---------- RECORDS PROVIDED

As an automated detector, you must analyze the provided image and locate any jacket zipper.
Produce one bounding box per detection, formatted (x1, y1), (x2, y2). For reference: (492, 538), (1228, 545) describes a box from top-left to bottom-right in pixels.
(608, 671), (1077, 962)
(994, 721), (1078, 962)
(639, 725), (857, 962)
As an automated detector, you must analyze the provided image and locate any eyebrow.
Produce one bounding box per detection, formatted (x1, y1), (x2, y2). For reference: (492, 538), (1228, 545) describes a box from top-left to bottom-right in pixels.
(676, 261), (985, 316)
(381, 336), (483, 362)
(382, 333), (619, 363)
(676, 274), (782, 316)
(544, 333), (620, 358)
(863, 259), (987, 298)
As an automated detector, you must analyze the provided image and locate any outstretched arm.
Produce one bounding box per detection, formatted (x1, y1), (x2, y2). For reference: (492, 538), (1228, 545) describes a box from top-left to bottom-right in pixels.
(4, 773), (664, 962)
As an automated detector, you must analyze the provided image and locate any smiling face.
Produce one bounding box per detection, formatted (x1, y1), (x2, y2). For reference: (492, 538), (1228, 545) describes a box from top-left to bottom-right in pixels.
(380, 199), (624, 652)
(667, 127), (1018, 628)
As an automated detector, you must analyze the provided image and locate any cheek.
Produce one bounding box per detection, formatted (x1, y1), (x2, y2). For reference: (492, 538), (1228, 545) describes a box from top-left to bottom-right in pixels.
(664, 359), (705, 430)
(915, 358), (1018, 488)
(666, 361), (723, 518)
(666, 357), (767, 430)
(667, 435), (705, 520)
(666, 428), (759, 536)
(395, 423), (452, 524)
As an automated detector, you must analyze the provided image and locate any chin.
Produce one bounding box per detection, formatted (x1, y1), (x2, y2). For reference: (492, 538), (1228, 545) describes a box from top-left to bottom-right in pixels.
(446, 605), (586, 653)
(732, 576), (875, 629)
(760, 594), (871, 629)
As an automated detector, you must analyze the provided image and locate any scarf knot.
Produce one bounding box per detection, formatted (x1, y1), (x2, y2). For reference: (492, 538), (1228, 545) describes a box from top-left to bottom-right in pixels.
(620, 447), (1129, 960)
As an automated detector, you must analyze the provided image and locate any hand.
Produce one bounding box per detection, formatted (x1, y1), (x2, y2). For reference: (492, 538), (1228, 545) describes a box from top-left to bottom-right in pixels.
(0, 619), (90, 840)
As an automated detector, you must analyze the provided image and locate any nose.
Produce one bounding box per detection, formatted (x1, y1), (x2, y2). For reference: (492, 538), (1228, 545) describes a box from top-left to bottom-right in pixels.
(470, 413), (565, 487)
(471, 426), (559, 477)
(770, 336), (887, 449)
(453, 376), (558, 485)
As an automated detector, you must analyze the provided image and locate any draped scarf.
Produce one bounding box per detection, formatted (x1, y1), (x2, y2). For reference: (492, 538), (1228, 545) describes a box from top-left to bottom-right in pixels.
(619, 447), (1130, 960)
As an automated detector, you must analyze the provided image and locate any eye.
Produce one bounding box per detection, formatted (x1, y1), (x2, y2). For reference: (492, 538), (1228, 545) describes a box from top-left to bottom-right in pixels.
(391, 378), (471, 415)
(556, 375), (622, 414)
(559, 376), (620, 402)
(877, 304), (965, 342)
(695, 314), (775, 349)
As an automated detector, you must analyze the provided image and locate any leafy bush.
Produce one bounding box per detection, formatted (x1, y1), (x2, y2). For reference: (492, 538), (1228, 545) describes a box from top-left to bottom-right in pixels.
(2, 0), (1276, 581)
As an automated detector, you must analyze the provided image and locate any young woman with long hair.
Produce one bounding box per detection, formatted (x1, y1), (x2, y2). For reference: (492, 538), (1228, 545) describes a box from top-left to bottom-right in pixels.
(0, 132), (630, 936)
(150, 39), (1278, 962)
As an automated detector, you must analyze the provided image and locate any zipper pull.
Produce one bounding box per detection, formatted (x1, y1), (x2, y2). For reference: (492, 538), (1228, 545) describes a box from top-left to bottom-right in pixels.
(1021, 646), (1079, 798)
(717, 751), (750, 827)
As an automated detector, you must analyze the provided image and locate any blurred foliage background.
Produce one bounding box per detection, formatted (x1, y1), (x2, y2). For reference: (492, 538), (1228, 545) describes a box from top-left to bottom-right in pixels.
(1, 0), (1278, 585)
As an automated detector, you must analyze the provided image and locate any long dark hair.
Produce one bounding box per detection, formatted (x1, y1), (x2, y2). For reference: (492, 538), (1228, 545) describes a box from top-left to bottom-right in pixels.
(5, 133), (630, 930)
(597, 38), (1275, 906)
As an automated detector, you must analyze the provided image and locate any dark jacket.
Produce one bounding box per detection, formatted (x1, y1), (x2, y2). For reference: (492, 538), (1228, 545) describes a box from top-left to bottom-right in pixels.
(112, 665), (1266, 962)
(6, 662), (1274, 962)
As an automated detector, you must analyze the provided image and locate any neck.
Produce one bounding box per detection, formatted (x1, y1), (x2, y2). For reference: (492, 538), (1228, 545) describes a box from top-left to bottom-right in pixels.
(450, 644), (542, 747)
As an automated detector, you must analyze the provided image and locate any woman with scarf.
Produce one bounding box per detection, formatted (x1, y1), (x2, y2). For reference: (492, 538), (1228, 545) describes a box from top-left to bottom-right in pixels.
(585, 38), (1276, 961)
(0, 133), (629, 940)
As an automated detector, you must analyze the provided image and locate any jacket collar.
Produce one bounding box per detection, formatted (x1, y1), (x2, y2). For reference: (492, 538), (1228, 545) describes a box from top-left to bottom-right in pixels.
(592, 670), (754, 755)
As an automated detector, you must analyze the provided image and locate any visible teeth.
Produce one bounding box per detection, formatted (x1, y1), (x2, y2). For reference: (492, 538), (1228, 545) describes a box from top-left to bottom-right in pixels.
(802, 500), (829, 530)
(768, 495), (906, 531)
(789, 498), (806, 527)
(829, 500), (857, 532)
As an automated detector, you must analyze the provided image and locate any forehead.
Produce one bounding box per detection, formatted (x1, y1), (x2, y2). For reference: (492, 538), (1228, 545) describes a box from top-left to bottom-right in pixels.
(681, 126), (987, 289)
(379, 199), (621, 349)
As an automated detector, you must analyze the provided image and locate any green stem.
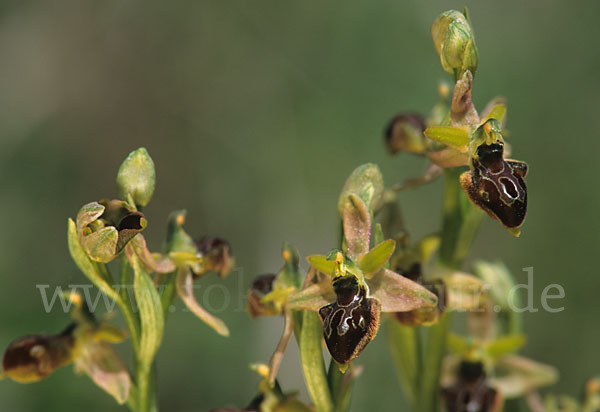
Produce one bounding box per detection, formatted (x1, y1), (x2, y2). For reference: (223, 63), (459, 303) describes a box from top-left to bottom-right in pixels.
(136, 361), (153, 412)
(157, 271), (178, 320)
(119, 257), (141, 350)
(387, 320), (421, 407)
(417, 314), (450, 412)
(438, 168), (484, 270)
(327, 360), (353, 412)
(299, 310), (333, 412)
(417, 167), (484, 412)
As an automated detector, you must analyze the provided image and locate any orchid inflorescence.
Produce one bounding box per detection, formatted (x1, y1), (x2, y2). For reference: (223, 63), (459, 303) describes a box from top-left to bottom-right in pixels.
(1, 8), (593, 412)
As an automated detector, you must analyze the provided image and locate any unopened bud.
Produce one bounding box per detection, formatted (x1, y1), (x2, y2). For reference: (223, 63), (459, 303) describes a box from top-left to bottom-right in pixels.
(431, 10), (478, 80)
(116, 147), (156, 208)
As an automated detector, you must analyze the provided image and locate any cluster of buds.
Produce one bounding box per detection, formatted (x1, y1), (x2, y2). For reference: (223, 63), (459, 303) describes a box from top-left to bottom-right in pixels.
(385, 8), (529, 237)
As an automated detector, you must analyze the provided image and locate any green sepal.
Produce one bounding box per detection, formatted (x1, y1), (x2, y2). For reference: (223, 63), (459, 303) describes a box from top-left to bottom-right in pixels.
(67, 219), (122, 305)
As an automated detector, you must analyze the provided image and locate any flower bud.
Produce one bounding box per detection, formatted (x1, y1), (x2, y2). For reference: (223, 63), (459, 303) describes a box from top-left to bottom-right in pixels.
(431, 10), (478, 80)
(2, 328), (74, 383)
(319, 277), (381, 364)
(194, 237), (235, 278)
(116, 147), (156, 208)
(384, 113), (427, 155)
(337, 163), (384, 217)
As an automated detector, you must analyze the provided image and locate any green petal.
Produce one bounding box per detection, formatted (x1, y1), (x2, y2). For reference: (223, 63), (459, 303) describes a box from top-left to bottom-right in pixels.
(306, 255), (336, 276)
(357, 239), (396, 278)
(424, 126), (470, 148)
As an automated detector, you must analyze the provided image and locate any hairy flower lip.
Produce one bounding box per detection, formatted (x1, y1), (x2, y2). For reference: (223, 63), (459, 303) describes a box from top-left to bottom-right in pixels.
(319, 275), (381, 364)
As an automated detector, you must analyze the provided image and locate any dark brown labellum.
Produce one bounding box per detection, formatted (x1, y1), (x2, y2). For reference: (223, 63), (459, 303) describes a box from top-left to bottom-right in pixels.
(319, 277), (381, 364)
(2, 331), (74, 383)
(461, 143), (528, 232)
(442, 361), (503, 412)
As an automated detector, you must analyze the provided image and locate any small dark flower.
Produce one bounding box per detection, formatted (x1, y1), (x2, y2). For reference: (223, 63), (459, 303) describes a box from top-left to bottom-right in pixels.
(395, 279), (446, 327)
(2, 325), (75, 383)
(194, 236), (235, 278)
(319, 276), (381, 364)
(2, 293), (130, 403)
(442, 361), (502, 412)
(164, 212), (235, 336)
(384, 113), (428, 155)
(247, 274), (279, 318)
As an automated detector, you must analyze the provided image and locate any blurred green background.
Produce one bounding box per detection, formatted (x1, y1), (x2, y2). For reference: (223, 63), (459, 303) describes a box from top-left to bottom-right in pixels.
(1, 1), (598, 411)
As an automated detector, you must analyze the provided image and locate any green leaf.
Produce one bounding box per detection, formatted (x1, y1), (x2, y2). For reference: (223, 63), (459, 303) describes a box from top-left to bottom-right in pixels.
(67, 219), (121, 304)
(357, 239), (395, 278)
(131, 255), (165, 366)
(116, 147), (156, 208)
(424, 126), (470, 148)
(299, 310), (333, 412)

--------------------

**REQUIRED WORK:** Keep to the lines above, from the first one through the line where "locate any cheek." appears, and copy them exactly.

**WRITTEN RESPONSE:**
As an automated detector, you must analyze the provided image and locate any jacket zipper.
Produce one bounding box per detection, formatted (x1, y1), (x2, y2). For reference: (492, 538), (1228, 545) describes a box from top-left to bottom-right in pixels.
(608, 671), (1077, 962)
(994, 721), (1078, 962)
(639, 725), (857, 962)
As an automated detector, you must analyze the provided image and locate any eyebrow.
Produce one bounding box per detection, formatted (x1, y1), (x2, y2). For reference: (492, 538), (1228, 545) describes a box from top-left to bottom-right in pixels.
(676, 261), (985, 316)
(381, 336), (483, 362)
(382, 333), (619, 363)
(676, 274), (782, 316)
(544, 333), (620, 358)
(863, 259), (987, 298)
As an automated detector, you must analyze the provided image and locate any outstretched arm.
Produce one bounding box per detection, formatted (x1, y1), (x2, y2). For reference: (492, 538), (1228, 545) describes a box from top-left to bottom-right in pixels.
(4, 773), (664, 962)
As an automated detector, you must analyze the provided image and locate any smiling face.
Produce one bounding box per detection, formatted (x1, y1), (x2, y2). For reference: (492, 538), (1228, 545) describes a box from top-left to bottom-right in pixels.
(380, 199), (624, 652)
(667, 127), (1018, 628)
As an automated detector, you must analyze the provided image and locate any cheek.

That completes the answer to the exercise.